## START RECORDED INFORMATION

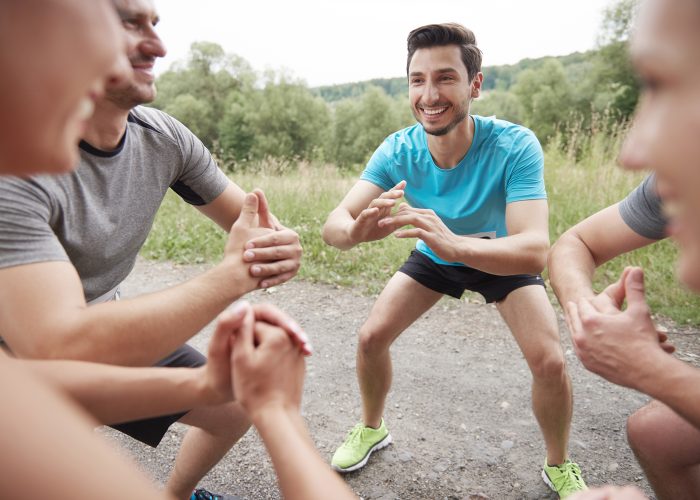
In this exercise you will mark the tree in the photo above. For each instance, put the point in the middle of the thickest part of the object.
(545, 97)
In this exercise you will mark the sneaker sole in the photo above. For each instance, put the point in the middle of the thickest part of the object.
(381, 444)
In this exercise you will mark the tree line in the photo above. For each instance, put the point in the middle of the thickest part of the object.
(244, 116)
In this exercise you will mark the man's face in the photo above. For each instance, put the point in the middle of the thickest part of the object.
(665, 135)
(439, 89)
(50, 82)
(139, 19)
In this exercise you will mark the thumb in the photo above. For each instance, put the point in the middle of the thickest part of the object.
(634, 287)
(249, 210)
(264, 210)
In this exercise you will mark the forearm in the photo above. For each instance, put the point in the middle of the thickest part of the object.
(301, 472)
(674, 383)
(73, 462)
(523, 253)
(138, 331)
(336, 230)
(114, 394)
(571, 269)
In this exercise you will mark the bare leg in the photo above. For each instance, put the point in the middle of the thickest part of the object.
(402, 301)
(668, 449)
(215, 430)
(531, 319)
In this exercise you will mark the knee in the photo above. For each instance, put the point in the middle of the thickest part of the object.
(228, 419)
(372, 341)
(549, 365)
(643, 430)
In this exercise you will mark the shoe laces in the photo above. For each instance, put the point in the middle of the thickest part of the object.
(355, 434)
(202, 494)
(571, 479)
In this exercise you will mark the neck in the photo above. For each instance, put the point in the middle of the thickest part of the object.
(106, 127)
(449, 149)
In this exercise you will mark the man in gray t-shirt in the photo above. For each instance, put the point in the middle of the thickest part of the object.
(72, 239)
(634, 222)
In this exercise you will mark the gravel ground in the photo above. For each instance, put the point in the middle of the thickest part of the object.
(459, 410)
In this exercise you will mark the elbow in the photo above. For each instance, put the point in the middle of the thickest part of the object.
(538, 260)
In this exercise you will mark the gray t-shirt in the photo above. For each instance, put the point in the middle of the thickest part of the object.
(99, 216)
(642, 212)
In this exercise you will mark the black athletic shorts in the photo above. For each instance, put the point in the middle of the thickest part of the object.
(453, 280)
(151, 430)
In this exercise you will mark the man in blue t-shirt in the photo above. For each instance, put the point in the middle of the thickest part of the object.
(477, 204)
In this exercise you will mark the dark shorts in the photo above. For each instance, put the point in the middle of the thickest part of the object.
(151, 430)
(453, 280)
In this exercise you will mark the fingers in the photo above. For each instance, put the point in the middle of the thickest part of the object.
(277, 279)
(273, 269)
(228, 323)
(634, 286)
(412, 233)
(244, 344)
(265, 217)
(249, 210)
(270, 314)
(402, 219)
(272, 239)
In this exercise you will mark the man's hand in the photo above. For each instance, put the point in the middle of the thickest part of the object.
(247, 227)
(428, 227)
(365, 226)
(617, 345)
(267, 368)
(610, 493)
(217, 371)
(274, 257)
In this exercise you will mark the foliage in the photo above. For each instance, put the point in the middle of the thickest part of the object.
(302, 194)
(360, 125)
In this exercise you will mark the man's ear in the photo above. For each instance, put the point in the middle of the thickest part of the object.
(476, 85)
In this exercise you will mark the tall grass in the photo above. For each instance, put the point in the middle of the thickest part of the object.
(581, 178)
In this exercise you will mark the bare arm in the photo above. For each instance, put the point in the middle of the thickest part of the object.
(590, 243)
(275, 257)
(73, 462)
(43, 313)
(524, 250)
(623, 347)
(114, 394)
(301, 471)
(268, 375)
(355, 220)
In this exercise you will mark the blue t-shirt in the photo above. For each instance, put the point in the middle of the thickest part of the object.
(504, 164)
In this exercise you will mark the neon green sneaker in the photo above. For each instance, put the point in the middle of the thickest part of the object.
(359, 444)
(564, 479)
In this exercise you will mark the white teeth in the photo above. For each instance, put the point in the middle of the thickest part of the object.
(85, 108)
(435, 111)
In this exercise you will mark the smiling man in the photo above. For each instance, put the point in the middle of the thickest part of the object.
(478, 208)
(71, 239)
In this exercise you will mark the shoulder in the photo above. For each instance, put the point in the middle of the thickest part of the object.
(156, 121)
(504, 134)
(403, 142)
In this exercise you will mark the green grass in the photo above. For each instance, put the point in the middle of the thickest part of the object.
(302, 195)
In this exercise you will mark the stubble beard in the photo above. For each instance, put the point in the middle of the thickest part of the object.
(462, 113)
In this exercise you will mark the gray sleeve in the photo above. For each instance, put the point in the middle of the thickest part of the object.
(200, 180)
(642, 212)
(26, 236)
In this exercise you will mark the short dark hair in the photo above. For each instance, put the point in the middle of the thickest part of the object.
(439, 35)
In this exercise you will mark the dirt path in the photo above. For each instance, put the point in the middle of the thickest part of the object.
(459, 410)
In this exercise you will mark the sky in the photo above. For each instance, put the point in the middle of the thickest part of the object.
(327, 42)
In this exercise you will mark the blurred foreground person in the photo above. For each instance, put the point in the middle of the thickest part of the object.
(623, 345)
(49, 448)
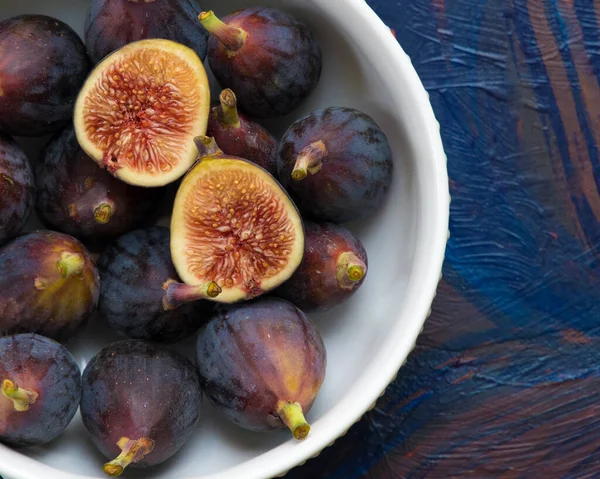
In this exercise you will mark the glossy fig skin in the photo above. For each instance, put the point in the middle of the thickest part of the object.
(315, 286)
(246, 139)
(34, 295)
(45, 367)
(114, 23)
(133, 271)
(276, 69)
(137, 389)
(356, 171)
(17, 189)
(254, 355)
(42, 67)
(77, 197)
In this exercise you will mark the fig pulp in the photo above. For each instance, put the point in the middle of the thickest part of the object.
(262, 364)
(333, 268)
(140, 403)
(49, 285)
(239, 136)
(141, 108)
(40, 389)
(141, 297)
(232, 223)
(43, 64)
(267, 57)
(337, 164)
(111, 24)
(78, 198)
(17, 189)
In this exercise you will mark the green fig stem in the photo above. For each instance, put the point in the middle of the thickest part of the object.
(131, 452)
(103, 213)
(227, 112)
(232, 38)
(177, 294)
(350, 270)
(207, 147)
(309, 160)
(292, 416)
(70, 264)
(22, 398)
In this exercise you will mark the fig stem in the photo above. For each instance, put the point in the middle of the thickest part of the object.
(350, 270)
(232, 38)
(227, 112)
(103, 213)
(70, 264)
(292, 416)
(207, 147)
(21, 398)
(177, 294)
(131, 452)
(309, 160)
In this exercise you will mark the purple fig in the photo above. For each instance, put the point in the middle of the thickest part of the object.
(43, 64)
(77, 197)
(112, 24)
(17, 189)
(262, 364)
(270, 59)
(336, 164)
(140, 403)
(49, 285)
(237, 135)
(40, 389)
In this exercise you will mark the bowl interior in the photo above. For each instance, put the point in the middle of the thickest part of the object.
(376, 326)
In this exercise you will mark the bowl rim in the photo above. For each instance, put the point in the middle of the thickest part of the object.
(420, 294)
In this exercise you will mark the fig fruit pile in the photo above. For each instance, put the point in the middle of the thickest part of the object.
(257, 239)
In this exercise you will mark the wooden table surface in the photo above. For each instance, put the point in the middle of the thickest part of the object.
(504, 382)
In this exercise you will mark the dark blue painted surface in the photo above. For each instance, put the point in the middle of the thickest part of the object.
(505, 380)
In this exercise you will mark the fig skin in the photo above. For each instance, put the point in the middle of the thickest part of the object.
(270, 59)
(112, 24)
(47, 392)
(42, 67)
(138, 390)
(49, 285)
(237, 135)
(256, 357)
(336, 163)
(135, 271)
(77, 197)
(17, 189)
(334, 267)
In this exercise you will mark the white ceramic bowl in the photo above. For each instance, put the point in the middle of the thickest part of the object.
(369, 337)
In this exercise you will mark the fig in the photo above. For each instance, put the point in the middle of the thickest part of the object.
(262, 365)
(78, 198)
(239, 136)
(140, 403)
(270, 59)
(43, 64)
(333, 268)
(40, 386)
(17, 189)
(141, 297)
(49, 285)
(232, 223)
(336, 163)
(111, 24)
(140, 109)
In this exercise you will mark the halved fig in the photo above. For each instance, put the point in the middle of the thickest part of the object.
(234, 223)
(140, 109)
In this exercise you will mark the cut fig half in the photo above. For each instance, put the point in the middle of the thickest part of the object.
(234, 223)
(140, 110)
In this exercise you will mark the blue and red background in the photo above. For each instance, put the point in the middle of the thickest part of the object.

## END RECORDED INFORMATION

→ SET TASK:
Extract the lines above from the one containing "In this exercise you will mark the halved" to the last line, both included, exactly as written.

→ OUTPUT FOR THIS EXERCISE:
In this exercise you will mark the halved fig in the photo above. For each instance, put the point in the middle of the thickest part of the object.
(234, 223)
(140, 109)
In this exercise you will mark the cut fig half in the photo above. For each instance, put the point in the middle of the thickest part of the object.
(234, 223)
(140, 110)
In this exercise you will mark the blue and red background in the photo above. For each instance, put the point in the middle of the thickest part of the object.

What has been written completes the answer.